- _Written task a_
From the passage on paper-machine drying screens, copy the text word for word. Begin at the words "A drawback of" and stop after "time-consuming and expensive.".

— START OF Provided text —

In the drying phase of a paper making machine, i.e., after having passed through the wet end, the paper web is dried by means of contact, i.e., convection heating in a temperature range of 100° to 150°C The paper web accompanies a so-called drying screen which rotates around a plurality of cylinders. The drying screen must be temperature resistant and must also withstand mechanical stress, especially in fast-running paper machines.
Prior art drying screens comprise either spiral wires which are connected to one another or a woven fabric of plastic filaments. These prior art drying screens are permeable to water vapor.
A drawback of the prior art drying screens is that as a result of the uneven arrangement of the wire or the yarn, the paper web does not contact the drying screen evenly but only at certain locations or lines. As a result, undesired markings are placed on the finished paper, i.e., grid-like patterns or striped patterns as impressions from the drying screen. Moreover, a smooth, even surface reduces the movement of air in the border region between paper and drying screen. The less air that is carried along, the fewer are the problems arising in regard to the covering. Moreover, the production of these prior art drying screens is time-consuming and expensive.
It is an object of the present invention to provide a drying screen of the aforementioned type which, while retaining its thermal and mechanical stability, exhibits a reduction in markings on the paper web and is less expensive to manufacture.

— END OF Provided text —
— START OF Supplied data —

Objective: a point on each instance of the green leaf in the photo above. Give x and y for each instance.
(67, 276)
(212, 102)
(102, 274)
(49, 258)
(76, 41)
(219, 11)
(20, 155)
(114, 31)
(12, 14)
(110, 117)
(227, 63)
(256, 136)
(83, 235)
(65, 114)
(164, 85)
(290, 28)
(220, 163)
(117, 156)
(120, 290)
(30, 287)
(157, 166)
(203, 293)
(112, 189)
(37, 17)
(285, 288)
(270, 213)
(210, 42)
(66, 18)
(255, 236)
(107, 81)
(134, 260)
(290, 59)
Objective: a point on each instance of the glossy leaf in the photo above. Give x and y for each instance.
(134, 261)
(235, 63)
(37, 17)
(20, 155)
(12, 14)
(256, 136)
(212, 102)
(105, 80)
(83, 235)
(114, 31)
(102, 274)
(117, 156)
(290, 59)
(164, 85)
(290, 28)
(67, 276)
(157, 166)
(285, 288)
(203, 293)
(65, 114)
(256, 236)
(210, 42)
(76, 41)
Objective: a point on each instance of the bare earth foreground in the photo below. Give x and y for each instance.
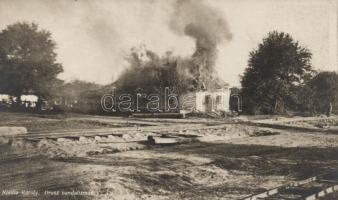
(240, 158)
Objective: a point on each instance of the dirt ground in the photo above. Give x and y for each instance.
(230, 163)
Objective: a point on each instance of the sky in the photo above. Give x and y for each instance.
(94, 36)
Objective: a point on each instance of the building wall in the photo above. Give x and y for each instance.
(206, 101)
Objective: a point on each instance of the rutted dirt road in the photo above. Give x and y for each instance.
(217, 166)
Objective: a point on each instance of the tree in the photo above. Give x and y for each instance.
(27, 61)
(278, 64)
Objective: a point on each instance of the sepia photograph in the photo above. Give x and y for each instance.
(168, 99)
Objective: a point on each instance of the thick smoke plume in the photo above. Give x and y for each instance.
(208, 27)
(150, 72)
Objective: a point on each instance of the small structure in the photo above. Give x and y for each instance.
(208, 100)
(212, 101)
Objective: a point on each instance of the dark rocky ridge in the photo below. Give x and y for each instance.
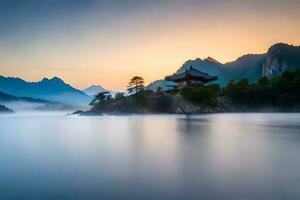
(4, 109)
(279, 58)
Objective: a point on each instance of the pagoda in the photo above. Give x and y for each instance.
(190, 77)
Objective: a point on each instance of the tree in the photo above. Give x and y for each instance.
(101, 98)
(136, 84)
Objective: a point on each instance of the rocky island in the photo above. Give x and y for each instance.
(4, 109)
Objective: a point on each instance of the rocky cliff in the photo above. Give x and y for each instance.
(279, 58)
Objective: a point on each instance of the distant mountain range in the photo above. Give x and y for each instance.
(96, 89)
(54, 90)
(279, 58)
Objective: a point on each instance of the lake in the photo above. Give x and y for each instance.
(218, 156)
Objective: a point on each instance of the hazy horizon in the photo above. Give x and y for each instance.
(97, 42)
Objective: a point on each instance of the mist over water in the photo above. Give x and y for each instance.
(222, 156)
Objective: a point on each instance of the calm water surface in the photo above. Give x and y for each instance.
(223, 156)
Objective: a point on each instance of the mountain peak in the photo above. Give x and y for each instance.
(54, 79)
(210, 59)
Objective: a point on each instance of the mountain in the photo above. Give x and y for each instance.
(4, 109)
(245, 67)
(208, 65)
(54, 89)
(9, 98)
(96, 89)
(279, 58)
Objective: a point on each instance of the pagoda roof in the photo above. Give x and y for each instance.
(191, 74)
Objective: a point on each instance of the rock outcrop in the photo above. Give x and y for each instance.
(280, 58)
(4, 109)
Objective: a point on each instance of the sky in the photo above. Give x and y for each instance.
(106, 42)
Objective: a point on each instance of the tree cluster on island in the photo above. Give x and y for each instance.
(281, 93)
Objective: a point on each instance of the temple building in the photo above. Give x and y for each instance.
(190, 77)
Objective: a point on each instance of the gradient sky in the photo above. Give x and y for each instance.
(108, 41)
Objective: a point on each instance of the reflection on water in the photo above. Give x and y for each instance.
(224, 156)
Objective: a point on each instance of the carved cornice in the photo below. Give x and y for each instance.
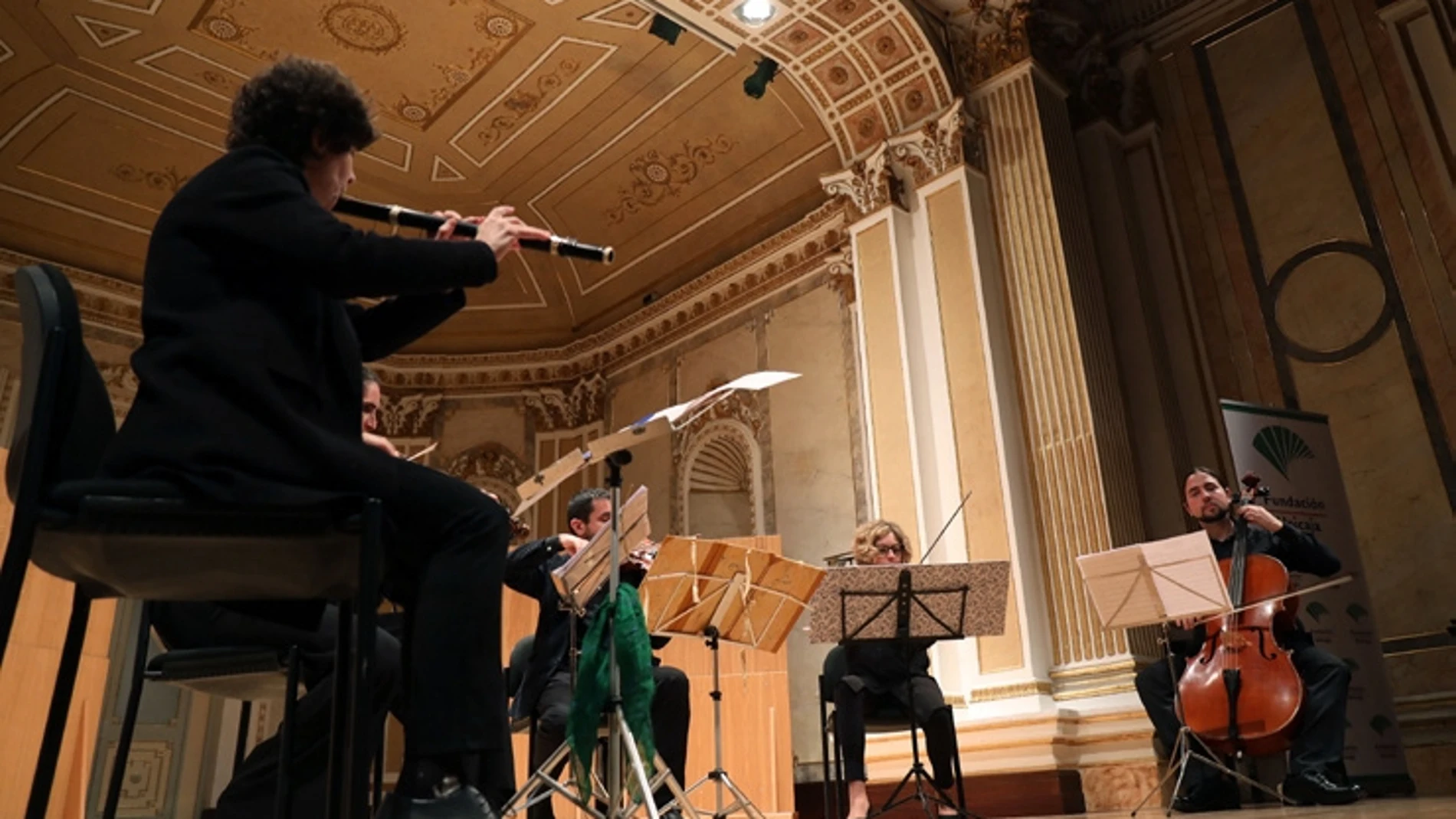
(772, 265)
(580, 405)
(491, 466)
(801, 251)
(865, 186)
(933, 149)
(409, 415)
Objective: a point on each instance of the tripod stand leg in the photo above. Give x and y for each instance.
(635, 770)
(1208, 758)
(542, 785)
(1176, 764)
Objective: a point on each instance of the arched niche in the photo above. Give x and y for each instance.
(723, 482)
(493, 467)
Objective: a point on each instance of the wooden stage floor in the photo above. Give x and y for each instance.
(1423, 808)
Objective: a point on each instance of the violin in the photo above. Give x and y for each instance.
(1241, 691)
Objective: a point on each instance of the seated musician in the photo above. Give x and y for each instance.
(208, 624)
(249, 385)
(890, 674)
(1315, 760)
(545, 694)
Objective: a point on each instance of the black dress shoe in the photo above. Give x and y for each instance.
(1313, 788)
(1208, 799)
(459, 802)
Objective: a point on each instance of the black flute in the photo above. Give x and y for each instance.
(395, 215)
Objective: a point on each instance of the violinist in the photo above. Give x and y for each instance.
(1315, 760)
(546, 687)
(249, 388)
(896, 674)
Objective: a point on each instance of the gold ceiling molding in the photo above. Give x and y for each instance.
(493, 461)
(571, 113)
(801, 251)
(815, 244)
(572, 408)
(409, 415)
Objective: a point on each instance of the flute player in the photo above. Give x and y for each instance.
(249, 393)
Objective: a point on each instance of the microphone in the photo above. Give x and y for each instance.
(398, 215)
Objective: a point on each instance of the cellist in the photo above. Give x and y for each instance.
(1315, 760)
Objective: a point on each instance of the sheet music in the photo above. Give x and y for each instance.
(1153, 582)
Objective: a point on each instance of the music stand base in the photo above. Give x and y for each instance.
(543, 783)
(926, 793)
(1182, 752)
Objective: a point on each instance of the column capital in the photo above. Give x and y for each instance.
(933, 149)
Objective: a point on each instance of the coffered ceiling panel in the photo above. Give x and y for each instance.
(568, 111)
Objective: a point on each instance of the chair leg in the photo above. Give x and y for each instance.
(283, 798)
(362, 690)
(825, 747)
(338, 716)
(60, 707)
(129, 720)
(245, 716)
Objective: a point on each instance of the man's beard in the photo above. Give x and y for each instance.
(1215, 517)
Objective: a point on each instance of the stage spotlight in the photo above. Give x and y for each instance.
(664, 29)
(755, 12)
(762, 76)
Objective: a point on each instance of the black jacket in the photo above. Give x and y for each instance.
(527, 571)
(1297, 550)
(251, 359)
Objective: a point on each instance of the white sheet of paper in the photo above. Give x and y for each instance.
(752, 382)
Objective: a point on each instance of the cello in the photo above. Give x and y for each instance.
(1241, 693)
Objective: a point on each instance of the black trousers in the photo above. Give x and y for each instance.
(251, 791)
(671, 710)
(1321, 741)
(920, 694)
(446, 563)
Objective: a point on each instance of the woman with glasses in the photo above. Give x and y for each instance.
(891, 674)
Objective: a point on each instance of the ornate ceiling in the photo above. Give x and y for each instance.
(567, 110)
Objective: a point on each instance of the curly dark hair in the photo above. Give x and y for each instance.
(289, 103)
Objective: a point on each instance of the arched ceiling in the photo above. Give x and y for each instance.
(567, 110)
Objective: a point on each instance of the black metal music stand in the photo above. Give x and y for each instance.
(923, 603)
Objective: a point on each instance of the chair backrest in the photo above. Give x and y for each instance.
(64, 421)
(520, 658)
(836, 665)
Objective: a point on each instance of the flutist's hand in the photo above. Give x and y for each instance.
(380, 443)
(571, 543)
(503, 230)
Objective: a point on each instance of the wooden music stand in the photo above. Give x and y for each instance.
(923, 601)
(582, 575)
(726, 589)
(1155, 584)
(615, 451)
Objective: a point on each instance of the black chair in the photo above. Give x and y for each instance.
(233, 673)
(887, 719)
(143, 540)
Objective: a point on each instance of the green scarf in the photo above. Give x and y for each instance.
(595, 680)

— END OF Supplied data —

- _Written task b_
Edit the entries from the line that has "Objective: a point on each instance of the violin in" through the line that has "(1241, 691)" by replacing "violin" with "cello" and leaving everything else unchanged. Give only those lines.

- _Exercise result a_
A drawback of the prior art drying screens is that as a result of the uneven arrangement of the wire or the yarn, the paper web does not contact the drying screen evenly but only at certain locations or lines. As a result, undesired markings are placed on the finished paper, i.e., grid-like patterns or striped patterns as impressions from the drying screen. Moreover, a smooth, even surface reduces the movement of air in the border region between paper and drying screen. The less air that is carried along, the fewer are the problems arising in regard to the covering. Moreover, the production of these prior art drying screens is time-consuming and expensive.

- _Exercise result b_
Objective: a point on each instance of the cello in the photo above. Give x and y for each instance.
(1241, 691)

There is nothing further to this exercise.